What this task involves: Copy out the material, putting "object" in place of every "instance" and leaving everything else as it stands.

(Position identification records)
'''

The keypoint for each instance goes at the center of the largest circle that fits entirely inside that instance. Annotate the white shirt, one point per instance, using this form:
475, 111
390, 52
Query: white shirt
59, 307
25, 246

'''

Exercise output:
The keypoint for each object goes at the center of the largest circle that fits entirely inside that object. Annotate the white shirt, one point per object, using this form:
475, 111
390, 52
Query: white shirt
59, 307
25, 246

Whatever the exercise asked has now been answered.